All lines from the one containing "Practice. Point out each instance of the man's wrinkled" through the end of the entries below should appear in the answer exactly, with no others.

### Given information:
◇ ◇ ◇ ◇ ◇ ◇ ◇
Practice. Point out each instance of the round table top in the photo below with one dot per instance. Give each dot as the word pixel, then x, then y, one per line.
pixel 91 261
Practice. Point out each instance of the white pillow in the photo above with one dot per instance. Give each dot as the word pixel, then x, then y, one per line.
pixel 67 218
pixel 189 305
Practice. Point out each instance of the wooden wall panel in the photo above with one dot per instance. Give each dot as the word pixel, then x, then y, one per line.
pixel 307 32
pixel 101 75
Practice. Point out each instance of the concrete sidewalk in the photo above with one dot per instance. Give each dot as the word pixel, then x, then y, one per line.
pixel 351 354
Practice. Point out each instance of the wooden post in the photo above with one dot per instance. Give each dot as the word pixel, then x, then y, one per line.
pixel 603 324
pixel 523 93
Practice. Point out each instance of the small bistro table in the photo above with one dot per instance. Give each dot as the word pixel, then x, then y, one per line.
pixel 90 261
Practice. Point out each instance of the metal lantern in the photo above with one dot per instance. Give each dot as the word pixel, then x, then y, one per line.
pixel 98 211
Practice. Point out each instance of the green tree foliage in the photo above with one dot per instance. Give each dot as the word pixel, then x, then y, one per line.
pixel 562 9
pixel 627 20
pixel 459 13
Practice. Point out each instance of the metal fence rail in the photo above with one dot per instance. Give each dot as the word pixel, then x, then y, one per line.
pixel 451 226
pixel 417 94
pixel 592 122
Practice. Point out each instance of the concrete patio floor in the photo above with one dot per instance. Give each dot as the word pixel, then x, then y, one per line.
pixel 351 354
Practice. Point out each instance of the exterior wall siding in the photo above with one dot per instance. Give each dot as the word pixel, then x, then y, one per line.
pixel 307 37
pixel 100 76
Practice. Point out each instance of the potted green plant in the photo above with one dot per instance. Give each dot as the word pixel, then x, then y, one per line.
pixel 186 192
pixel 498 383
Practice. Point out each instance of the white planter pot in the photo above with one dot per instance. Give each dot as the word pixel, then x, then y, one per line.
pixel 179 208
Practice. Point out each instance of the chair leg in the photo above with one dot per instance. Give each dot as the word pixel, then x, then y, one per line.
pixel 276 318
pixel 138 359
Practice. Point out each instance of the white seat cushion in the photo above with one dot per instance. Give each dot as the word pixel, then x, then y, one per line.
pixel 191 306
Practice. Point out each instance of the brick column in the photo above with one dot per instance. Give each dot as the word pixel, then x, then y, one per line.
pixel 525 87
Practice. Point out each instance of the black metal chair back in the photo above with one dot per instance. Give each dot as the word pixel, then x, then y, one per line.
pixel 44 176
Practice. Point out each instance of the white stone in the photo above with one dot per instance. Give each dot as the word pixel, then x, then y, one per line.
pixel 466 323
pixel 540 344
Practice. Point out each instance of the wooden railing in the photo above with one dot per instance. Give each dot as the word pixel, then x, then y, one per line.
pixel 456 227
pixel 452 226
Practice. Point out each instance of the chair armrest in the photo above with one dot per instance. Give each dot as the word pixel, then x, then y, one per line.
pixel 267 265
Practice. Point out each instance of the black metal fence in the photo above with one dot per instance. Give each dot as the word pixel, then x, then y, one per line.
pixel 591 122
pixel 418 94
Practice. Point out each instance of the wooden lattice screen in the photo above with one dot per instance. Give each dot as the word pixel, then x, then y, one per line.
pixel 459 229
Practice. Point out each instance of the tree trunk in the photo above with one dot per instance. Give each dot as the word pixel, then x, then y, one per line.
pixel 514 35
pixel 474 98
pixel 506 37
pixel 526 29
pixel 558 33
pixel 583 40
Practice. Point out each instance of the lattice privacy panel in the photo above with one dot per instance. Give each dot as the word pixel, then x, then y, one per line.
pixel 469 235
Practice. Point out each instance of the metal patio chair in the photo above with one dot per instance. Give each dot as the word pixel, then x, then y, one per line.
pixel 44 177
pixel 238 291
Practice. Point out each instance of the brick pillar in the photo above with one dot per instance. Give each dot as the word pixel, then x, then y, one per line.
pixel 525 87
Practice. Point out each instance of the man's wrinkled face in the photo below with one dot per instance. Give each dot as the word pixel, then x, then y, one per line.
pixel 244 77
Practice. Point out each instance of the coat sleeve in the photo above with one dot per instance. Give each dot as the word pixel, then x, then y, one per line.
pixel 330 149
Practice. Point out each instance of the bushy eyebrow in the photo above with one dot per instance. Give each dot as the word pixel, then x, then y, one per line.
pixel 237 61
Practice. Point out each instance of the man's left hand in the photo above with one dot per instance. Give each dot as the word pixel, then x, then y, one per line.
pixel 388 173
◇ ◇ ◇ ◇ ◇ ◇ ◇
### Exercise response:
Practice. Point out each instance of the man's wrinkled face in the photo below with one dot per instance. Give each dot as the word pixel, then x, then y, one per line.
pixel 244 77
Practice. Point out each instance of the coat sleeve in the photo above with one dot per instance. Give each dot as the word pixel, then x, then y, one per line.
pixel 330 149
Practice. Point out each instance of the bushy eyebrow in the photo above with one dot per instance. Give each dot as the word pixel, then x, then y, one per line.
pixel 237 61
Practice. Point out each instance of the man's left hand in the photo above with one dot per instance. Give each dot as the word pixel, then x, then y, one per line.
pixel 388 173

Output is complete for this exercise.